Work instructions — Put every line of the listing below into a JSON array of strings, one string per line, and leave out any blank lines.

## Begin

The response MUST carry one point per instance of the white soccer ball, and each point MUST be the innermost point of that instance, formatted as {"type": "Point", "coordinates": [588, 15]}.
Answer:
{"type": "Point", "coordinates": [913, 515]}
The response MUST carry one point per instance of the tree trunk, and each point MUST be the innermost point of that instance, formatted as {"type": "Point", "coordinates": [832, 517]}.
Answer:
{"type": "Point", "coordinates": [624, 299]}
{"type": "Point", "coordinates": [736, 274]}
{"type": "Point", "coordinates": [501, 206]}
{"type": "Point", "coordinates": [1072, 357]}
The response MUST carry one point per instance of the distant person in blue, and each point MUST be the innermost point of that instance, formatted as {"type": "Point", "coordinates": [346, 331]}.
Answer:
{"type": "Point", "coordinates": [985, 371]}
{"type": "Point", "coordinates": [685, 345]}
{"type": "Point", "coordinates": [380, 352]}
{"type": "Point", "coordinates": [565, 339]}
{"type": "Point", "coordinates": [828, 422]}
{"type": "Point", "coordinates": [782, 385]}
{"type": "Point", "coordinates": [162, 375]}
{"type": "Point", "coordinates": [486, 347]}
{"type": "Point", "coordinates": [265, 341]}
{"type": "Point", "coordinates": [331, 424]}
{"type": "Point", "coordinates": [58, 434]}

## End

Worked solution —
[
  "The response MUST carry one point per instance of the white soccer ball, and each point MUST be the innermost point of that instance, formatted as {\"type\": \"Point\", \"coordinates\": [588, 15]}.",
  "Answer:",
  "{\"type\": \"Point\", \"coordinates\": [913, 515]}",
  "The response MUST carry one point per instance of the tree trunk, and each point MUST be the innermost point of that instance, formatted as {\"type\": \"Point\", \"coordinates\": [832, 517]}.",
  "Answer:",
  "{\"type\": \"Point\", \"coordinates\": [624, 299]}",
  "{\"type\": \"Point\", \"coordinates\": [736, 274]}",
  "{\"type\": \"Point\", \"coordinates\": [501, 206]}",
  "{\"type\": \"Point\", \"coordinates\": [1072, 357]}",
  "The response MUST carry one point per instance of the distant person in blue, and each point MUST be the innermost point of that instance, formatted as {\"type\": \"Point\", \"coordinates\": [346, 331]}.",
  "Answer:",
  "{\"type\": \"Point\", \"coordinates\": [985, 371]}",
  "{\"type\": \"Point\", \"coordinates\": [685, 345]}",
  "{\"type\": \"Point\", \"coordinates\": [380, 352]}",
  "{\"type\": \"Point\", \"coordinates\": [565, 339]}",
  "{\"type\": \"Point\", \"coordinates\": [828, 422]}",
  "{\"type\": \"Point\", \"coordinates\": [782, 385]}",
  "{\"type\": \"Point\", \"coordinates\": [162, 375]}",
  "{\"type\": \"Point\", \"coordinates\": [486, 347]}",
  "{\"type\": \"Point\", \"coordinates\": [265, 341]}",
  "{\"type\": \"Point\", \"coordinates\": [331, 424]}",
  "{\"type\": \"Point\", \"coordinates\": [58, 434]}"
]